____ DATA TO USE

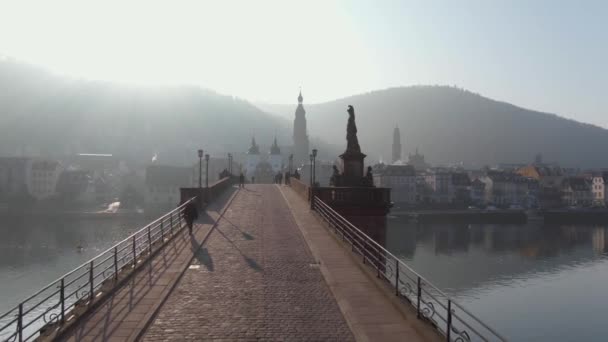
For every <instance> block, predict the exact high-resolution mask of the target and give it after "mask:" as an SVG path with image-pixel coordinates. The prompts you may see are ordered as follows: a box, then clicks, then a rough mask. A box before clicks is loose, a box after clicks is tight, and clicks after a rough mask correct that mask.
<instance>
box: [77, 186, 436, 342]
mask: <svg viewBox="0 0 608 342" xmlns="http://www.w3.org/2000/svg"><path fill="white" fill-rule="evenodd" d="M225 202H226V201H225ZM227 203H228V204H227V205H226V207H225V212H224V213H223V214H221V215H220V213H219V212H218V211H219V209H216V211H214V212H212V213H210V214H211V217H210V220H209V222H205V223H204V224H202V225H200V226H199V230H198V232H197V234H196V237H195V239H194V240H191V241H190V239H189V238H188V237H187V236H182V237H180V238H178V239H176V240H175V241H174V242H173V243H172V245H169V246H168V247H167V248H166V251H164V252H163V253H161V254H159V255H158V256H156V257H155V260H154V261H153V262H152V263H151V266H150V272H142V273H141V274H140V275H137V276H136V277H135V279H134V280H133V281H132V282H131V283H130V284H131V285H129V286H127V287H125V288H123V289H121V290H120V291H118V292H117V294H116V295H115V296H114V297H115V299H114V300H113V301H111V303H108V304H106V305H104V306H103V307H102V308H100V309H98V311H97V312H96V313H95V314H94V315H92V316H91V319H89V320H87V322H85V323H84V324H82V325H81V326H80V327H79V328H78V329H77V331H76V332H75V333H74V335H72V337H71V338H72V339H76V340H99V341H101V340H116V341H122V340H126V341H129V340H134V339H136V338H138V337H142V338H143V340H146V341H161V340H163V341H167V340H175V341H182V340H221V341H351V340H357V341H434V340H439V336H438V335H436V333H435V332H434V331H432V330H431V329H430V328H429V327H428V326H426V325H424V324H422V323H421V322H420V321H418V320H416V318H415V315H414V314H408V313H407V312H406V311H407V310H406V311H403V310H398V309H397V307H396V306H395V303H394V302H393V301H392V300H391V298H390V295H387V294H386V292H384V290H382V289H380V288H379V287H378V286H377V285H376V284H375V282H374V280H373V279H372V278H370V277H369V275H368V274H366V272H365V271H363V270H362V269H361V268H360V267H359V265H357V261H355V260H354V259H353V257H352V256H351V255H350V254H349V252H348V251H347V250H346V249H345V248H344V247H342V246H340V244H339V242H338V241H337V240H336V239H335V238H333V237H332V236H331V235H330V233H329V232H328V231H326V230H325V228H324V227H323V226H322V223H321V222H320V221H319V220H318V219H317V217H316V216H315V215H313V214H312V213H311V212H310V211H309V210H308V207H307V204H306V202H305V201H303V200H302V199H301V198H300V197H298V196H297V195H296V194H295V192H293V191H292V190H291V189H290V188H288V187H279V186H276V185H247V188H246V189H244V190H239V191H238V192H236V194H235V195H234V198H233V199H232V200H231V201H227ZM214 222H216V225H215V228H213V229H211V226H212V224H213V223H214ZM210 229H211V230H210ZM207 231H210V233H209V236H208V238H207V240H206V241H205V242H204V243H203V245H202V247H200V248H199V245H200V244H201V243H202V242H203V238H204V236H205V235H206V232H207ZM192 256H194V258H192ZM167 260H169V261H167ZM171 260H173V261H171ZM189 262H190V266H189V267H187V266H188V263H189ZM167 263H169V264H171V265H172V266H167ZM184 270H185V271H184ZM154 279H158V280H156V281H155V280H154ZM176 282H177V283H176ZM137 284H139V285H137ZM173 284H176V286H175V287H174V286H173ZM142 335H143V336H142Z"/></svg>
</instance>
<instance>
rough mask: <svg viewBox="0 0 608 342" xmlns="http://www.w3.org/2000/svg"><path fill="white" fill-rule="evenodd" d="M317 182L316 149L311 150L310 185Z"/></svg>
mask: <svg viewBox="0 0 608 342" xmlns="http://www.w3.org/2000/svg"><path fill="white" fill-rule="evenodd" d="M316 182H317V149H316V148H315V149H313V150H312V184H313V185H314V184H315V183H316Z"/></svg>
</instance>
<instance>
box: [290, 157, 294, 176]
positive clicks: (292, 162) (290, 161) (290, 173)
mask: <svg viewBox="0 0 608 342" xmlns="http://www.w3.org/2000/svg"><path fill="white" fill-rule="evenodd" d="M292 167H293V154H290V155H289V175H290V176H291V169H292Z"/></svg>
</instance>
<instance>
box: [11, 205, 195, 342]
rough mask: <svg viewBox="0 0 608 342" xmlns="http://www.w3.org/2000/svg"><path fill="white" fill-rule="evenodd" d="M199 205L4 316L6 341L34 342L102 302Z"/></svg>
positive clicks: (130, 239) (95, 261)
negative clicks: (126, 274)
mask: <svg viewBox="0 0 608 342" xmlns="http://www.w3.org/2000/svg"><path fill="white" fill-rule="evenodd" d="M194 200H195V199H194V198H191V199H189V200H188V201H186V202H185V203H183V204H182V205H180V206H179V207H178V208H176V209H174V210H172V211H171V212H169V213H167V214H165V215H164V216H162V217H160V218H159V219H157V220H155V221H154V222H152V223H150V224H148V225H147V226H145V227H143V228H142V229H140V230H138V231H137V232H135V233H133V234H132V235H130V236H129V237H128V238H126V239H124V240H122V241H120V242H119V243H117V244H116V245H114V246H112V247H111V248H109V249H108V250H106V251H105V252H103V253H101V254H99V255H98V256H96V257H95V258H93V259H91V260H90V261H88V262H86V263H84V264H82V265H81V266H80V267H77V268H76V269H74V270H72V271H70V272H68V273H67V274H65V275H64V276H62V277H61V278H59V279H57V280H55V281H54V282H52V283H50V284H48V285H47V286H45V287H43V288H42V289H41V290H39V291H38V292H36V293H34V294H33V295H31V296H30V297H28V298H26V299H25V300H23V301H22V302H21V303H19V305H17V306H16V307H15V308H14V309H12V310H10V311H8V312H6V313H4V314H2V315H0V339H2V340H6V341H19V342H22V341H29V340H33V339H35V338H37V337H38V336H40V335H43V334H45V332H49V331H51V330H56V328H59V327H61V326H63V325H64V324H65V323H68V322H70V321H71V320H73V319H74V318H76V317H78V316H79V315H81V314H82V313H84V312H85V311H86V309H87V308H88V307H89V305H90V304H92V303H93V302H94V301H95V299H96V298H97V297H99V296H100V295H101V294H103V293H106V292H110V291H111V290H112V289H113V288H114V287H115V285H116V284H117V283H118V280H120V279H122V278H123V276H126V274H131V272H130V271H131V270H135V269H136V268H137V266H138V264H141V263H143V262H145V261H146V259H147V258H148V257H149V256H150V255H151V254H152V253H153V251H156V250H158V249H159V248H161V247H163V246H164V245H165V243H166V242H168V241H169V238H170V237H172V236H174V235H175V234H177V233H178V232H180V231H181V230H182V229H183V228H184V227H185V225H184V224H183V220H182V218H183V211H184V208H185V206H186V204H188V203H190V202H191V201H194ZM122 271H125V272H124V273H123V272H122ZM127 271H129V272H127Z"/></svg>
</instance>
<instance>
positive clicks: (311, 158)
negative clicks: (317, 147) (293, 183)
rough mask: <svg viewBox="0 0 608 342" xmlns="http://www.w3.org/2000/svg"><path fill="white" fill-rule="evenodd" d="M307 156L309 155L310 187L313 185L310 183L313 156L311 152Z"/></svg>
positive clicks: (311, 178)
mask: <svg viewBox="0 0 608 342" xmlns="http://www.w3.org/2000/svg"><path fill="white" fill-rule="evenodd" d="M309 157H310V187H312V186H313V184H312V160H313V158H314V157H313V156H312V153H311V154H310V155H309Z"/></svg>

________

• EXERCISE INSTRUCTIONS: Format the records above as a numbered list, from their start through the line containing "box: [77, 186, 436, 342]", both ends included. Omit blank lines and leave out the pictures.

• TASK OUTPUT:
1. For every <instance> block, predict the exact high-resolution mask of the target and give it after "mask:" as an SVG path with image-pixel coordinates. The prompts you may see are ordered as follows: a box, then clicks, then a rough mask. A box before clicks is loose, a box after clicks is tight, and clicks after a rough mask correct that mask.
2. <instance>
3. box: [77, 186, 436, 342]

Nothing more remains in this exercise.